**EXTRACTED INFORMATION**

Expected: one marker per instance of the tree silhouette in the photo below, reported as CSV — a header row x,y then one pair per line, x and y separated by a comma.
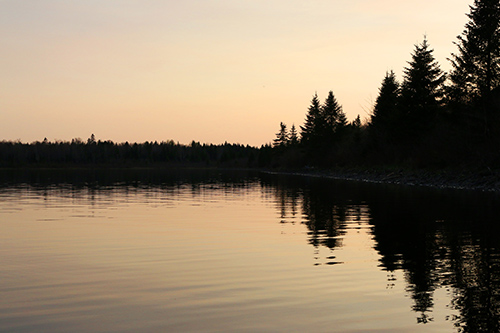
x,y
421,90
281,137
476,72
313,123
293,138
386,118
476,66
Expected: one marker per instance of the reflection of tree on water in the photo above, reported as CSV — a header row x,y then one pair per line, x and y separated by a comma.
x,y
440,242
438,239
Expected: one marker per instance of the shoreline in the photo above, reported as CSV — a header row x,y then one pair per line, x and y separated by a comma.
x,y
485,181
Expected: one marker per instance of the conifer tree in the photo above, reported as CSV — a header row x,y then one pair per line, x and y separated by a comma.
x,y
334,118
331,110
422,89
476,66
386,116
309,132
293,138
281,137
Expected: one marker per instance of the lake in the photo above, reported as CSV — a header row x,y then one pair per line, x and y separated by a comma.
x,y
234,251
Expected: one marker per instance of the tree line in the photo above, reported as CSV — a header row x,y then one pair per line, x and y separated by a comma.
x,y
430,119
93,152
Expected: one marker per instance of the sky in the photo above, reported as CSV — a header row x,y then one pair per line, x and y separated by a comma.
x,y
205,70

**DIRECTION**
From the line containing "Expected: one marker per instance of the conifer" through the closing line of the material above, return every line exactly and omit all others.

**RESULT OF THE TASK**
Expected: one marker per instance of the conifer tree in the photo above, reported as CSV — a header row x,y then one pair per line, x and y separated by a comma.
x,y
334,118
331,110
422,89
476,66
386,116
309,132
293,138
281,137
Expected: one marker per instance of the lake in the photo above, reported as CSV — a header row x,y then one pair per line, x and y separated by a comma.
x,y
234,251
Expected: one marker per instance of the tree line in the photo above, reported as CSV — a header row x,y then one pair per line, x and y separated by a comma.
x,y
430,119
93,152
Expected: one marker per instance of the sky in the photo above, reported as CSV — a header row x,y then one pair per line, x and y separated by a comma.
x,y
205,70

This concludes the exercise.